* _EXERCISE_
In the GStreamer forum thread below, can you rewrite the passage starting with "## Tuna (Jan" and going on through "the audio destination.", substituting "jitter buffer" for "jitterbuffer"?
## BEGIN EXCERPTED TEXT
Like I said, this is working remarkably well!

I am not exactly sure what this pipeline is commanding other than a basic understanding, so i was wondering if someone might be so kind as to explain the flow of this pipeline (I will also be referencing the API)

Also, what other parameters could I add to this pipeline to make it more efficient, and also bring in the audio from the camera source.

You are a remarkably brilliant group of people, and a wicked shout-out to @Tuna for this plugin. 

This is truly a revolutionary advancement for the platform. Nothing but praise!

I would be interested to know what you make of this? o.O


----------



## Tuna (Jan 1, 2022)

Happy New Year. Sounds plausible you had to escape the ampersand somehow.

For specific options you should refer to the GStreamer documentation. Alternatively you can check available options for each element with the gst-inspect tool - e.g. "gst-inspect-1.0 rtspsrc".

Iirc the rtspsrc already has a jitterbuffer internally, so may not reuire an additional one.

For adding the audio I recommend looking at the examples again and read https://gstreamer.freedesktop.org/d...aunch.html?gi-language=c#pipeline-description - then you hopefully have an idea what these pipeline desciptions do and how to craft them. It it basically connecting another path fropm the rtspsrc to the the audio destination.


----------



## superdiy (Jan 11, 2022)

Shween said:


> Hey @superdiy;
> And for the Dahua Cams, I picked it up after re-re-re-re-re-re-reading This Post by @camfix HERE to use **+** in the place of an ampersand"&" in my pipeline.
> 
> It Worked!
> ...



Thank you @Shween 

I've managed to get the "gst-launch-1.0" command to work by using the "**+**" instead of the "&" in the pipelines.  Somebody also said in another thread that "video." should be replaced by "fakevideosink" (without the "." at the end) when the pipeline is used with "gst-launch-1.0". 

Seems like the "&" does not have to be replaced in the pipeline in @Tuna's gstreamer plugin in OBS though - pipelines work successfully with "&" in gstreamer plugin in OBS.

I finally managed to get my "rtspsrc " pipelines working in OBS after replacing "nvh264dec" with "avdec_h264" - I know too little to know why.
## END EXCERPTED TEXT
## BEGIN MATERIAL
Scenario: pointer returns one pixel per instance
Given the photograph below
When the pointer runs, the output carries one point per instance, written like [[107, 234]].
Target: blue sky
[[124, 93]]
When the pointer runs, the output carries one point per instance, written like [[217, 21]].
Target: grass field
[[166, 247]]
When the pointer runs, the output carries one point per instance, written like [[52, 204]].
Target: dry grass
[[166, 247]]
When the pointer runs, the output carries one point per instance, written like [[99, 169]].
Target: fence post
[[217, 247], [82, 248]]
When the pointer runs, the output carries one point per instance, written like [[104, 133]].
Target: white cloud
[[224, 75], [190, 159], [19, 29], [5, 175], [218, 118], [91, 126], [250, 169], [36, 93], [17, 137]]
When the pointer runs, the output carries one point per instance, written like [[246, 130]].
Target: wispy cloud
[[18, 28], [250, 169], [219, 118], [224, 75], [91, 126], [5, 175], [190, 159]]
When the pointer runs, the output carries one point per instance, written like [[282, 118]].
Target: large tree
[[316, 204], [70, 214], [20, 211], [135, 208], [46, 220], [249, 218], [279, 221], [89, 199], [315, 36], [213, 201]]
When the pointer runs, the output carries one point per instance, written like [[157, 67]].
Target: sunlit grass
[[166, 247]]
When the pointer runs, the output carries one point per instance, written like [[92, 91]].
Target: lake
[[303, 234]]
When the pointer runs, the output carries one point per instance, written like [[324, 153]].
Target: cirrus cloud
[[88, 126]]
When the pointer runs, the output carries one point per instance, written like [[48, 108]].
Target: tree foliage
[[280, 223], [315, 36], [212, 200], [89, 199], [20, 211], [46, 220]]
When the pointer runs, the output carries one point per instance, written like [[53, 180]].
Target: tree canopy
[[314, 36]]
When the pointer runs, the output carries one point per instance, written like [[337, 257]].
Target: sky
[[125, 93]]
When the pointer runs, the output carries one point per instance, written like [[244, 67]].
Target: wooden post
## END MATERIAL
* _THE RESULT_
## Tuna (Jan 1, 2022)

Happy New Year. Sounds plausible you had to escape the ampersand somehow.

For specific options you should refer to the GStreamer documentation. Alternatively you can check available options for each element with the gst-inspect tool - e.g. "gst-inspect-1.0 rtspsrc".

Iirc the rtspsrc already has a jitter buffer internally, so may not reuire an additional one.

For adding the audio I recommend looking at the examples again and read https://gstreamer.freedesktop.org/d...aunch.html?gi-language=c#pipeline-description - then you hopefully have an idea what these pipeline desciptions do and how to craft them. It it basically connecting another path fropm the rtspsrc to the the audio destination.